>>

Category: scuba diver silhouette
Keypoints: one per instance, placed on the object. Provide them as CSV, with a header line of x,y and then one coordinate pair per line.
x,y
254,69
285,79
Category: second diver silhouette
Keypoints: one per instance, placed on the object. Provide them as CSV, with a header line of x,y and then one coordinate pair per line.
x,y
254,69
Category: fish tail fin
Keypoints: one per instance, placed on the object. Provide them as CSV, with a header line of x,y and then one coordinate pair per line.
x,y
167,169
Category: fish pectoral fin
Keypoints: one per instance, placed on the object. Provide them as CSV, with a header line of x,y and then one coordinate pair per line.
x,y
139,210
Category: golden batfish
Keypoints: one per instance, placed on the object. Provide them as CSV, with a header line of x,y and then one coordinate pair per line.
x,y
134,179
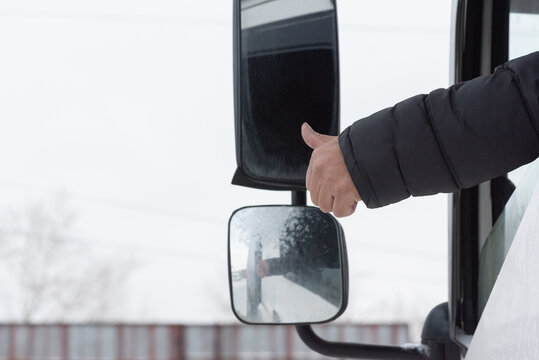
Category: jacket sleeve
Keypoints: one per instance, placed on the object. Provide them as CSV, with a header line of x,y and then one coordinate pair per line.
x,y
449,139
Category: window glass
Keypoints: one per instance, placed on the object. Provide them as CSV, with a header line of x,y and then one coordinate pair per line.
x,y
501,236
523,39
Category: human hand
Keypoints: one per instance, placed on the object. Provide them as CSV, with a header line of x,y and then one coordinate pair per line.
x,y
328,179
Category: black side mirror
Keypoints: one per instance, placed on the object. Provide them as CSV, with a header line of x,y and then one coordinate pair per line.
x,y
287,265
285,73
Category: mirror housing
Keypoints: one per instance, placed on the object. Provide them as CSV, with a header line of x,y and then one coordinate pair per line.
x,y
287,265
286,72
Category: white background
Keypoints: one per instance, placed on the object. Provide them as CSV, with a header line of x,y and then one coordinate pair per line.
x,y
124,109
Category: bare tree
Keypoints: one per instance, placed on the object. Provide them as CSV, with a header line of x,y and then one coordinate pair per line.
x,y
55,276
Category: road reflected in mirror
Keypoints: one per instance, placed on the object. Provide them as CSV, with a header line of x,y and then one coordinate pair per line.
x,y
285,265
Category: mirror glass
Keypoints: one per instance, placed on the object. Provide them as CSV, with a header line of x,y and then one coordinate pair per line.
x,y
288,75
286,265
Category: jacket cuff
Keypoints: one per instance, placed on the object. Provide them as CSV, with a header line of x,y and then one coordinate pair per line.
x,y
359,177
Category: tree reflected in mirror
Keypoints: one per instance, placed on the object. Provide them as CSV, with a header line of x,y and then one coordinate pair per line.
x,y
286,265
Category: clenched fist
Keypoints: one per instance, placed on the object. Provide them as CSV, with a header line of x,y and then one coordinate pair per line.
x,y
328,179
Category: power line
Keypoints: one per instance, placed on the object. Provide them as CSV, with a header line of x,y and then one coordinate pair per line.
x,y
117,203
144,250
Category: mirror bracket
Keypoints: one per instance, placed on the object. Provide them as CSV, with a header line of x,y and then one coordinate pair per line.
x,y
359,351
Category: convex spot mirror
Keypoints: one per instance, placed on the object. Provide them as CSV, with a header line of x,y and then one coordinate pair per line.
x,y
287,265
286,72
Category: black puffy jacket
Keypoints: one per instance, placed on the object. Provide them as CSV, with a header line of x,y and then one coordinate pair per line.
x,y
449,139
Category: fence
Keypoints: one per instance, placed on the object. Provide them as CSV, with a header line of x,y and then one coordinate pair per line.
x,y
178,342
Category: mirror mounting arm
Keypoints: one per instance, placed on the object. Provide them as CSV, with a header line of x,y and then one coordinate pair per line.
x,y
359,351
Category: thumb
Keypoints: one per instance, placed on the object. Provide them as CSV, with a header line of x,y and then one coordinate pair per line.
x,y
312,138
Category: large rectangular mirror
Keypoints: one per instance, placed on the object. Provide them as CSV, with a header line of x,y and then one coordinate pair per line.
x,y
286,73
287,265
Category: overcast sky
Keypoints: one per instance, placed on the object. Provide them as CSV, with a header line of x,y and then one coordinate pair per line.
x,y
126,108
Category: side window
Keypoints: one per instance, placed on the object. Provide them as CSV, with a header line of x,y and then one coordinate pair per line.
x,y
516,188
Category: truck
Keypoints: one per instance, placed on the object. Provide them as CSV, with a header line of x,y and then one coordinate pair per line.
x,y
286,60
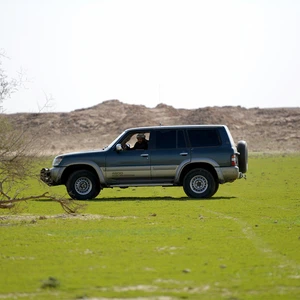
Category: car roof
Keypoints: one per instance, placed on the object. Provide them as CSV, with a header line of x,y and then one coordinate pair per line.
x,y
147,128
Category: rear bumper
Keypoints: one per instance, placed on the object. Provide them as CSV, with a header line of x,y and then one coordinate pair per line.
x,y
228,174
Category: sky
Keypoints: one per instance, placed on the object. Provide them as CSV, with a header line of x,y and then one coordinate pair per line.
x,y
184,53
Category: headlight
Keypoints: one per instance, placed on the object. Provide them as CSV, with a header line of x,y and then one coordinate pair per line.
x,y
57,160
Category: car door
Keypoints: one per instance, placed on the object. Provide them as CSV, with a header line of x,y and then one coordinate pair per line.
x,y
170,153
127,167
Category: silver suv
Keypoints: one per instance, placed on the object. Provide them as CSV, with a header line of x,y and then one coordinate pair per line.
x,y
197,157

<<

# The problem:
Can you reproduce all of the records above word for word, leaving out the pictures?

# Completed task:
Category: scuba diver silhouette
Keypoints: one per instance, placed on the object. Provide them as CSV, with a header line of x,y and then one coordinate pair per line.
x,y
254,69
285,79
Category: second diver silhouette
Keypoints: one per instance, placed on the object. Provide them as CSV, with a header line of x,y and then one coordinate pair per line.
x,y
254,69
Category: fish tail fin
Keypoints: one per instance, placed on the object. Provide them as CSV, with a header line of x,y and then one coordinate pair per line.
x,y
167,169
Category: fish pectoral fin
Keypoints: one per instance, placed on the object. Provide them as CSV, with a header line of x,y and then one coordinate pair per line.
x,y
139,210
Category: golden batfish
Keypoints: one per instance, placed on the object. Provide them as CSV, with a header line of x,y and then one coordinate pair per line.
x,y
134,179
Category: jacket sleeve
Keypoints: one per instance, placed on the object. Provide them as CSV, with a header line of x,y and then one coordinate pair per line.
x,y
449,139
Category: window glass
Keypoints: one per instance, placed on the object. Provide them as CSV, with a header line of x,y and then one coordinate pair per line.
x,y
501,236
523,39
Category: human hand
Keypoints: one per instance, placed on the object. Provide them as CSV, with a header line of x,y and then one coordinate pair per line.
x,y
328,179
Category: black side mirror
Keypoints: one per instance, placed on the object. Provide them as CSV, with a header line of x,y and then one coordinate pair per line.
x,y
287,265
285,73
Category: mirror housing
Keypoints: one per instance, placed on the object. Provide them as CSV, with a header line of x,y and then one coordinate pair per line.
x,y
287,265
286,72
Category: white background
Keypoints: one per instance, placed on the object. Provide them as CSV, with a header line of x,y and then one coordinate pair per line.
x,y
124,109
Category: bare tree
Keypoints: one per instance, placed on the object. Provide them as CSV, with a header line of x,y and then one coordinate pair per line.
x,y
55,276
Category: road reflected in mirror
Keypoints: one per instance, placed on the object. Provide them as CSV, with a header line of x,y and then one coordinate pair per line.
x,y
285,265
Category: mirror glass
Keypoints: one per instance, placed on the object. Provide them as CSV, with a header line of x,y and then one coordinate pair per line.
x,y
288,75
286,265
Category: jacket cuff
Keypoints: one per instance, placed on the object. Provide them as CSV, with a header line of x,y and then one coordinate pair per line.
x,y
359,177
Category: tree reflected in mirror
Keypoints: one per instance, placed on the object. Provide them as CSV, with a header line of x,y and then one coordinate pair per line.
x,y
286,265
Category: clenched fist
Keypoints: one per instance, placed on the object. Provide them as CSV, with a header line of x,y and then one coordinate pair per line.
x,y
328,179
Category: power line
Keypoints: one per instance, placed on the object. Provide them as CSV, with a header line of x,y and then one coordinate pair per line.
x,y
117,203
144,250
Category: mirror bracket
Keypoints: one per instance, placed on the object. Provide them as CSV, with a header line of x,y and then one coordinate pair per line.
x,y
359,351
Category: convex spot mirror
Keypoints: one per instance, placed on the object. Provide them as CSV, with a header line of x,y and then one coordinate pair per line.
x,y
287,265
286,72
Category: black puffy jacket
Keypoints: one per instance, placed on the object. Provide them as CSV, with a header line of x,y and then one coordinate pair per line.
x,y
449,139
Category: fence
Keypoints: one per instance, placed on the object. Provide them as CSV, with a header line of x,y and then one coordinate pair per line.
x,y
178,342
Category: mirror mounting arm
Keypoints: one per instance, placed on the object. Provide them as CSV, with a header line of x,y and then one coordinate pair per line.
x,y
359,351
Category: thumb
Keypoints: one per instance, placed on the object. Provide them as CSV, with a header line of x,y and then one coordinate pair per line.
x,y
312,138
Category: large rectangular mirror
Keypoints: one per instance, placed on the object. Provide them as CSV, with a header line of x,y and then one coordinate pair per line.
x,y
286,73
287,265
Category: overcast sky
Keypoints: one per instance, placed on the object. Provide them as CSV, with a header line of x,y and then one coordinate pair per line.
x,y
126,108
Category: side window
Keypoints: one per instance, placed on the object. Provide them as CSV, with a header line of x,y and then one coordinate pair per line.
x,y
516,188
Category: truck
Keypoints: one per instance, placed on the object. Provide them as CSV, with a header line of x,y and then one coordinate pair per line.
x,y
286,60
Category: car roof
Keypoints: one per instance, placed on the object. Provide them as CSV, with a header line of x,y and then one coordinate pair per line.
x,y
147,128
Category: rear bumper
Keypoints: one per instance, placed on the object. Provide them as CSV, with a header line of x,y and then one coordinate pair per line.
x,y
228,174
Category: sky
Keypoints: one per instance, placed on the object. Provide them as CSV, with a header line of x,y and then one coordinate pair per line.
x,y
184,53
Category: headlight
Keypoints: one per instance, placed on the object. Provide them as CSV, with a header line of x,y and then one coordinate pair per line.
x,y
57,160
Category: car door
Keypoints: one per instance, placed on the object. Provide them as CSV, with a header line of x,y and then one coordinate pair per line.
x,y
170,153
127,167
Category: silver suv
Keypoints: one per instance, placed on the object. Provide them as CSV, with a header line of x,y and then one coordinate pair per line.
x,y
197,157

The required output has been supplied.